START Source passage
Next intelligence revolution won’t belong to machines

Published on: Dec 11, 2025 12:26 pm IST

This article is authored by Kalyan Sivasailam, founder & CEO, 5C Network.

When Deena Mousa wrote in Works in Progress that AI is not replacing radiologists, she captured the line everyone now feels safe repeating. I run India’s largest diagnostic AI network. We deploy the systems that are supposed to do the replacing, and we move more than ten thousand studies a day through them. From where I sit, the headline is different. AI is not failing. It is merging with the people who use it. The next chapter of medicine is hybrid intelligence, where algorithmic speed and human judgment learn from each other in real time.

AI(Pixabay)
AI(Pixabay)

Radiology shows this merge in the clearest light. For years we all built islands of automation. One model for nodules. Another for pleural effusion. Another for consolidation. Each island performed, none of them reasoned together. In production, stitching islands into a reliable chain is brittle work. Change one operating point and the downstream logic collapses. The way out is not more islands. It is whole-image, multimodal models that take the entire study as context and return a coherent read. That is where the field is finally heading.
END Source passage
Things to do ▸
**a.** Edit the radiology article so that everything from "Radiology shows this" down to "is finally heading." appears with "islands" changed to "silos".
**b.** In the radiology article, list the findings that the separate single-purpose models were each built to handle.
The material that comes next has no connection to the article on hybrid intelligence in radiology.
START Extracted records
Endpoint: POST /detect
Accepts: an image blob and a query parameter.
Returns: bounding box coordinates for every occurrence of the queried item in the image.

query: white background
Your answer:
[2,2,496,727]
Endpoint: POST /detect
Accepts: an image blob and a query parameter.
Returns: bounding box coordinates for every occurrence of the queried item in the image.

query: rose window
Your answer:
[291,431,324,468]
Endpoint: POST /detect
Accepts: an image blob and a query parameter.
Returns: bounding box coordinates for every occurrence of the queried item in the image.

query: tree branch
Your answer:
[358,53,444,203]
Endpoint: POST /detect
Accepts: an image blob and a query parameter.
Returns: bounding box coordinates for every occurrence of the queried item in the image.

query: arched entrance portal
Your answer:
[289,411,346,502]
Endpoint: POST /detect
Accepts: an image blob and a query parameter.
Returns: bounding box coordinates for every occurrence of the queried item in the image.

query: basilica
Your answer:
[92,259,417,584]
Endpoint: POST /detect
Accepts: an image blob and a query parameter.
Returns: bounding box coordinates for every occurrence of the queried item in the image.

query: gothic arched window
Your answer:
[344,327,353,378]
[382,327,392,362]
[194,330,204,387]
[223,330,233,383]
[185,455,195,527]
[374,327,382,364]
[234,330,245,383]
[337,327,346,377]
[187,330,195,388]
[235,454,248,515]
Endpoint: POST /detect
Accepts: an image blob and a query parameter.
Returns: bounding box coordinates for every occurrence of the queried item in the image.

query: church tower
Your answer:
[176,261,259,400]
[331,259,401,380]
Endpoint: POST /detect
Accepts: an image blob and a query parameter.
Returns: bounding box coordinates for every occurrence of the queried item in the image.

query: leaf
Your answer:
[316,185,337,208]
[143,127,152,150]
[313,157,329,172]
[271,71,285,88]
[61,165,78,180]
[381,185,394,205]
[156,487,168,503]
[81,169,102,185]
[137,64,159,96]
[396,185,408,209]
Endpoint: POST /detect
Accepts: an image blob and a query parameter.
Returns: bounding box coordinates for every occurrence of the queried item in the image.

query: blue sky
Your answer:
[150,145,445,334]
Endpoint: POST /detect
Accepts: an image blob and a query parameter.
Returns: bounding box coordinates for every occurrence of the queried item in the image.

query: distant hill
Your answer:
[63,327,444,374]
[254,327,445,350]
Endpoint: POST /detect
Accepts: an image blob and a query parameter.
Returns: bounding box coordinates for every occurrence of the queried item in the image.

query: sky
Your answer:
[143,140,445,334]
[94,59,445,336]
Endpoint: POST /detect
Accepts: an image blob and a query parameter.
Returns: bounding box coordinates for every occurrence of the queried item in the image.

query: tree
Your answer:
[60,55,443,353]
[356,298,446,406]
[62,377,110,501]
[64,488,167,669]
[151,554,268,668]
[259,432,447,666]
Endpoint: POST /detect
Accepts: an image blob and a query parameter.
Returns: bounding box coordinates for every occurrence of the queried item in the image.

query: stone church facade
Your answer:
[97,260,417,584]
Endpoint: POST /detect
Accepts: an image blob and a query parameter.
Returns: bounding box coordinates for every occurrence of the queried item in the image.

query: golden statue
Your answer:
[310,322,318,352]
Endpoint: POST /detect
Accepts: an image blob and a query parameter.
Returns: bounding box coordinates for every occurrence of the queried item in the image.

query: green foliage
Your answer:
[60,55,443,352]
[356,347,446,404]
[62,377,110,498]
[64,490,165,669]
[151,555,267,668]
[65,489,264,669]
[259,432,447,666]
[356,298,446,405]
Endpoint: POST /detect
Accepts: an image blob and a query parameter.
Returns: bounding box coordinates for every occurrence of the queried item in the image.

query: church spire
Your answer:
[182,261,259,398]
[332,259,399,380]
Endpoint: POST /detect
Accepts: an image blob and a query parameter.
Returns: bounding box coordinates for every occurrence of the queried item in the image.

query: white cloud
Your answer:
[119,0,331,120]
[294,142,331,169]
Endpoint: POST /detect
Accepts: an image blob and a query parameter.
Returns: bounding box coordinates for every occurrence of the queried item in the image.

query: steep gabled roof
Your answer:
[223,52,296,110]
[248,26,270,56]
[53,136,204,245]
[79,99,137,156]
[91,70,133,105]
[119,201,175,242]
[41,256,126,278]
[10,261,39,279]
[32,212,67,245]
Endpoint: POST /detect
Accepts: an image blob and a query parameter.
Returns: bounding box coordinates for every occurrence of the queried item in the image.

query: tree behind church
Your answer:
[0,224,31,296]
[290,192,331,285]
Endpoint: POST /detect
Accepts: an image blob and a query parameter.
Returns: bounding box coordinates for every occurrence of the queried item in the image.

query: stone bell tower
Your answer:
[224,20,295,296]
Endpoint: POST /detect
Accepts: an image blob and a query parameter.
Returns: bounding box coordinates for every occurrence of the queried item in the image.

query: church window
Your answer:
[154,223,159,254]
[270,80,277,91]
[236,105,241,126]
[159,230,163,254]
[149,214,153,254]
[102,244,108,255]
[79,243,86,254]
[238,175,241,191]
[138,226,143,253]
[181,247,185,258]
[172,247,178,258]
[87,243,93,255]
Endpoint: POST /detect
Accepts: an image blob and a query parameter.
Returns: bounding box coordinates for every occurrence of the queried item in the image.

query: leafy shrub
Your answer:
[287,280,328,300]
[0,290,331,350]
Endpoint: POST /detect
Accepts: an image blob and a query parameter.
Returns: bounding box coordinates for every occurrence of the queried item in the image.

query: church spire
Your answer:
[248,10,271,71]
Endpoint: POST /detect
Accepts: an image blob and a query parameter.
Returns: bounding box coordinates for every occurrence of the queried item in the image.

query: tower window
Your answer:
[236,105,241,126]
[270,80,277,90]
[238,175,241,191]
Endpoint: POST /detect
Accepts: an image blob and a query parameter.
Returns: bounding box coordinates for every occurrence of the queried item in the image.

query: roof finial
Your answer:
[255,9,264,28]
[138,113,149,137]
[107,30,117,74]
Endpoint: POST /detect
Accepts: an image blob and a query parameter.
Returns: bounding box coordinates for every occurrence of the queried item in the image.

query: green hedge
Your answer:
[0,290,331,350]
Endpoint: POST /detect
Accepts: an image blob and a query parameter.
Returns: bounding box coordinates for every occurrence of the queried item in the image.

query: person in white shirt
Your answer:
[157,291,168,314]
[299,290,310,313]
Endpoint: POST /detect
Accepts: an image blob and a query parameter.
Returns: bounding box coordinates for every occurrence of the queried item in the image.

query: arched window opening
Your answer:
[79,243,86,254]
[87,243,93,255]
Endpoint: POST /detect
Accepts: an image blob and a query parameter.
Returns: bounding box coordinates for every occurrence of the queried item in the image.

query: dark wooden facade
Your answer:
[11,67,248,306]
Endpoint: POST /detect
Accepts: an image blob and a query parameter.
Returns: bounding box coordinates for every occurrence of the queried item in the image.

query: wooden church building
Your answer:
END Extracted records
Answers ▸
**a.**
Radiology shows this merge in the clearest light. For years we all built silos of automation. One model for nodules. Another for pleural effusion. Another for consolidation. Each island performed, none of them reasoned together. In production, stitching silos into a reliable chain is brittle work. Change one operating point and the downstream logic collapses. The way out is not more silos. It is whole-image, multimodal models that take the entire study as context and return a coherent read. That is where the field is finally heading.

**b.** Nodules, pleural effusion, consolidation